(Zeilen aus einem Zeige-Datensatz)
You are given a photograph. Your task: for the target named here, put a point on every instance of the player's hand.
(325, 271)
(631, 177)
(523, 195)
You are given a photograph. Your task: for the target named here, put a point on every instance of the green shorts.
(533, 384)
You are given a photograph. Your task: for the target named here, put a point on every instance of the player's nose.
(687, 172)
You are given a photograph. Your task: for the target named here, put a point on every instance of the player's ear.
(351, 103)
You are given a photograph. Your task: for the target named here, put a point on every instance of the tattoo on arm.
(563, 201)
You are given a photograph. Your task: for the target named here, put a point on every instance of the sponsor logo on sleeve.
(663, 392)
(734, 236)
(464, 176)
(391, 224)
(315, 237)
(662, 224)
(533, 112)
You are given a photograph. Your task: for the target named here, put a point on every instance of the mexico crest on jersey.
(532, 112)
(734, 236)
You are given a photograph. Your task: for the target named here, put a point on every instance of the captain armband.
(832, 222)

:: Die Aufgabe ::
Bitte schreib alle Einträge oben noch einmal ab und ändere dabei jedes „player's“ zu „athlete's“. Alles andere bleibt unverändert.

:: Ausgearbeitete Lösung ::
You are given a photograph. Your task: for the target named here, put a point on every instance of the athlete's hand.
(325, 271)
(631, 177)
(523, 195)
You are given a photograph. Your task: for the target named here, put a point on every instance of the green shorts.
(533, 384)
You are given a photograph. Your task: for the target named here, put a point on every instance of the athlete's nose.
(687, 172)
You are given a photograph. Your task: for the target named here, put a point on every instance of the athlete's ear.
(351, 103)
You are given a photograph. Your task: for the target named here, put a point on every instance of the tattoo on arm.
(563, 201)
You are given a photograph. Your task: for the target named here, put a point on every instance of the sponsor logo on sleeve.
(663, 392)
(734, 236)
(464, 176)
(391, 224)
(315, 237)
(662, 224)
(533, 112)
You are given a photograph. Your task: for the target named here, put a point on every instance of the mexico crest on jersey.
(532, 112)
(734, 236)
You are given a photograph. Your task: for the target named here, put a point on every instance of the captain armband.
(832, 222)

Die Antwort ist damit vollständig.